> _Short problem A_
Using the post about the film "M", state whether each of the following statements agrees with the text, and support every yes or no answer with the decisive words of the text quoted exactly: (i) The writer needed seventy years to connect the ditty to the film "M". (ii) The M chalked on Beckert's shoulder stands for "murderer". (iii) The film was made after "Psycho".

> _Text block_
────

Monday, September 30, 2024

"Warte, warte nur ein Weilchen ..."

 

 

Well, it took quite a "Weilchen", a whole seventy years in fact, for me to realise that this little ditty which we quite often sang when I was still knee-high to a grasshopper was actually connected to the Fritz-Lang movie "M".

 

 

Long before "Psycho", "The Silence of the Lamb" or "Se7en", this far-ahead-of-its-time German film struck fear into viewers' hearts with its tale of a child-killer at loose in the city, and it has remained the blueprint for all serial killer movies ever since. Many of its images, such as a missing child’s balloon stuck in telephone lines or Beckert discovering an M (for ‘murderer’) chalked on his shoulder, remain genuinely iconic.

────

> _Dataset excerpt_
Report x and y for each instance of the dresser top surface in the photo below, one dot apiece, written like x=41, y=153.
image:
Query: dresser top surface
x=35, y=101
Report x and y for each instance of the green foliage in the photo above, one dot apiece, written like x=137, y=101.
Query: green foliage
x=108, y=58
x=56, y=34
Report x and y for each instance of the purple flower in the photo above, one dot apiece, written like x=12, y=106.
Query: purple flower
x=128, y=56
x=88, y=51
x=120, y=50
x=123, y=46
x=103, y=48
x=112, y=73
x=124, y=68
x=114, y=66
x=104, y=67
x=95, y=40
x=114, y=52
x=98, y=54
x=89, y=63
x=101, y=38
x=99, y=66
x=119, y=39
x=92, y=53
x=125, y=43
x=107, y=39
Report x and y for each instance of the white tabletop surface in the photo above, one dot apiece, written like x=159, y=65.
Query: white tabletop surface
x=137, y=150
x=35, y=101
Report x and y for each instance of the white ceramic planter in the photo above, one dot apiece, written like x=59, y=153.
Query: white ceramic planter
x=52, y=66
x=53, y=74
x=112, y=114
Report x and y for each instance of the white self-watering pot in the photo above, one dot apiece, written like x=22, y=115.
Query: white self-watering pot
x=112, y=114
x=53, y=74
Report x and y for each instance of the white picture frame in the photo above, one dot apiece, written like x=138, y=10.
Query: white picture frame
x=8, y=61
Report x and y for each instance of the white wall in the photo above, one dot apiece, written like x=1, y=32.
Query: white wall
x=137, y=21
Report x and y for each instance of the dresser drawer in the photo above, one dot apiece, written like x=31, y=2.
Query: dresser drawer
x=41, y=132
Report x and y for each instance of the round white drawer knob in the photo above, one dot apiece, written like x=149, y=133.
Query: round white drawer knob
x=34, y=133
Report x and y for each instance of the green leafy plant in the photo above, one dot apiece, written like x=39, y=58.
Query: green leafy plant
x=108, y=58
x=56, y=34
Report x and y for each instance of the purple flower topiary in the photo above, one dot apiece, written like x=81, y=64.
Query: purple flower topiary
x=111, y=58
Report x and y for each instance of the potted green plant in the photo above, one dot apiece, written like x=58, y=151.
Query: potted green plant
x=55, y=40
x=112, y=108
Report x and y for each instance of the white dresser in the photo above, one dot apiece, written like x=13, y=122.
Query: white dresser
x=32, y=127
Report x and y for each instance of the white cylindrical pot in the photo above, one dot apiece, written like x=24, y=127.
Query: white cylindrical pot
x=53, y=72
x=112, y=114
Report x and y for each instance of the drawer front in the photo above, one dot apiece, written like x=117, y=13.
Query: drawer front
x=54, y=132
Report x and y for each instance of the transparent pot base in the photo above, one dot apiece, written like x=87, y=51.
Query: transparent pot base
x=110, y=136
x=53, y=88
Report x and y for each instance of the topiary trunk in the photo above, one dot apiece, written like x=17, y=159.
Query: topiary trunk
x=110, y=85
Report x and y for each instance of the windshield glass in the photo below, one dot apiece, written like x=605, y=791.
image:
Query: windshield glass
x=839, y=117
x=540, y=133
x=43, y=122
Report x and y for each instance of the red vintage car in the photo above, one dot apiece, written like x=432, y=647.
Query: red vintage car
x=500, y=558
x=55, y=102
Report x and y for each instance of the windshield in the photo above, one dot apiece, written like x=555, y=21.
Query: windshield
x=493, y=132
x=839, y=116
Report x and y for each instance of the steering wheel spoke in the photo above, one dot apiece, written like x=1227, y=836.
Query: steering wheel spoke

────

> _Short problem B_
Rewrite only the part of the listing that runs from the line with "Report x and y for each instance of the round" to the line with "x=111, y=58", replacing "green leafy plant" with "leafy green plant" and leaving everything else unchanged.

> _Full solution A_
(i) Yes: "a whole seventy years in fact, for me to realise that this little ditty which we quite often sang when I was still knee-high to a grasshopper was actually connected to the Fritz-Lang movie "M""
(ii) Yes: "Beckert discovering an M (for ‘murderer’) chalked on his shoulder"
(iii) No: "Long before "Psycho", "The Silence of the Lamb" or "Se7en", this far-ahead-of-its-time German film struck fear into viewers' hearts"

> _Full solution B_
Report x and y for each instance of the round white drawer knob in the photo above, one dot apiece, written like x=149, y=133.
Query: round white drawer knob
x=34, y=133
Report x and y for each instance of the leafy green plant in the photo above, one dot apiece, written like x=39, y=58.
Query: leafy green plant
x=108, y=58
x=56, y=34
Report x and y for each instance of the purple flower topiary in the photo above, one dot apiece, written like x=81, y=64.
Query: purple flower topiary
x=111, y=58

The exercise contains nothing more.